- _Task brief_: Please set down all the lines beneath this one exactly, without the pictures.

(Records)
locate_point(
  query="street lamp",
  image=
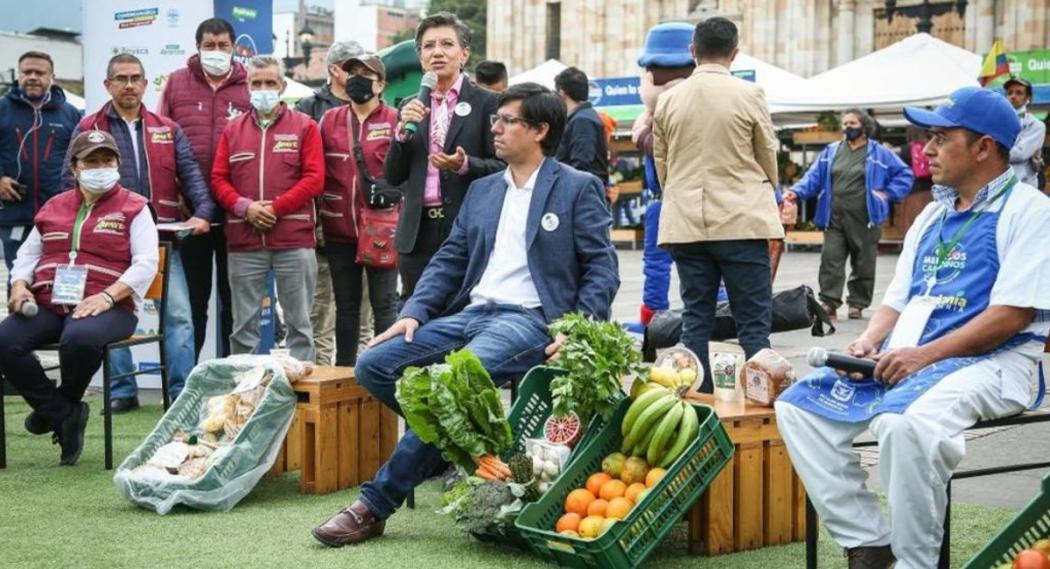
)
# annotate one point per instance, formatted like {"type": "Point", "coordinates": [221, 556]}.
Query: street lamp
{"type": "Point", "coordinates": [925, 12]}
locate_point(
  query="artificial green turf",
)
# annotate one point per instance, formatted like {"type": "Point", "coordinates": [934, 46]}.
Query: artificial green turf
{"type": "Point", "coordinates": [74, 518]}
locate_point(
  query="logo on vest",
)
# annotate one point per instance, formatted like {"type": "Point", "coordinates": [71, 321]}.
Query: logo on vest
{"type": "Point", "coordinates": [954, 264]}
{"type": "Point", "coordinates": [161, 134]}
{"type": "Point", "coordinates": [232, 111]}
{"type": "Point", "coordinates": [379, 131]}
{"type": "Point", "coordinates": [112, 224]}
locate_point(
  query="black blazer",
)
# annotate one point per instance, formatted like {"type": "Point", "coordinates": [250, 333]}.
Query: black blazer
{"type": "Point", "coordinates": [406, 163]}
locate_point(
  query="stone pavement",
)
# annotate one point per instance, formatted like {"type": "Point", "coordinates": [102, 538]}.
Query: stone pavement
{"type": "Point", "coordinates": [984, 448]}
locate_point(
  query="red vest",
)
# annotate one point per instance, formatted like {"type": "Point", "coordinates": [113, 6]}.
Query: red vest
{"type": "Point", "coordinates": [161, 161]}
{"type": "Point", "coordinates": [105, 240]}
{"type": "Point", "coordinates": [265, 164]}
{"type": "Point", "coordinates": [343, 197]}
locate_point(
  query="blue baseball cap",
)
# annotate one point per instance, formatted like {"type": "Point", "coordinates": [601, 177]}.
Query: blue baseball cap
{"type": "Point", "coordinates": [980, 110]}
{"type": "Point", "coordinates": [667, 45]}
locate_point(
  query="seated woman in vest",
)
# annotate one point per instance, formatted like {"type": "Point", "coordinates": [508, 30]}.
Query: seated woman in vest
{"type": "Point", "coordinates": [91, 254]}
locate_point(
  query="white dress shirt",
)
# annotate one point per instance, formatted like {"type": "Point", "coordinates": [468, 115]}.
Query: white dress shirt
{"type": "Point", "coordinates": [144, 256]}
{"type": "Point", "coordinates": [506, 279]}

- _In response_:
locate_point(
  query="street lamp",
  image=
)
# annotate one point per instance, formatted like {"type": "Point", "coordinates": [221, 556]}.
Query: street lamp
{"type": "Point", "coordinates": [925, 12]}
locate_point(
  query="artificial green turf",
)
# annotate one point per instance, formatted like {"type": "Point", "coordinates": [934, 46]}.
Query: artificial green turf
{"type": "Point", "coordinates": [74, 518]}
locate_point(
  query="logo on vest",
)
# annotate one point per instance, formatted like {"type": "Point", "coordinates": [71, 321]}.
Query: logo on vest
{"type": "Point", "coordinates": [954, 264]}
{"type": "Point", "coordinates": [161, 134]}
{"type": "Point", "coordinates": [232, 111]}
{"type": "Point", "coordinates": [379, 131]}
{"type": "Point", "coordinates": [112, 224]}
locate_point(
  query="black blazer",
)
# annotate one point per instance, formatted like {"type": "Point", "coordinates": [250, 333]}.
Query: black blazer
{"type": "Point", "coordinates": [406, 163]}
locate_point(
  query="stone pavement",
)
# annotate one point per instance, formatted like {"type": "Point", "coordinates": [102, 538]}.
Query: stone pavement
{"type": "Point", "coordinates": [984, 448]}
locate_point(
  query="red vest",
)
# annotate one point per instance, formatted like {"type": "Point", "coordinates": [113, 6]}.
Query: red vest
{"type": "Point", "coordinates": [161, 161]}
{"type": "Point", "coordinates": [105, 240]}
{"type": "Point", "coordinates": [265, 164]}
{"type": "Point", "coordinates": [343, 197]}
locate_point(
  query="blue baseball cap",
)
# annotate one point per instance, formatted like {"type": "Point", "coordinates": [601, 177]}.
Query: blue baseball cap
{"type": "Point", "coordinates": [980, 110]}
{"type": "Point", "coordinates": [667, 45]}
locate_point(
  query="seated woman in vest",
)
# annotate one point per instance, formatted like {"type": "Point", "coordinates": [508, 30]}.
Query: seated woman in vest
{"type": "Point", "coordinates": [91, 254]}
locate_point(
  query="white dress shirt",
)
# annotate one point per instance, formatted like {"type": "Point", "coordinates": [468, 115]}.
Query: white dress shirt
{"type": "Point", "coordinates": [144, 256]}
{"type": "Point", "coordinates": [506, 279]}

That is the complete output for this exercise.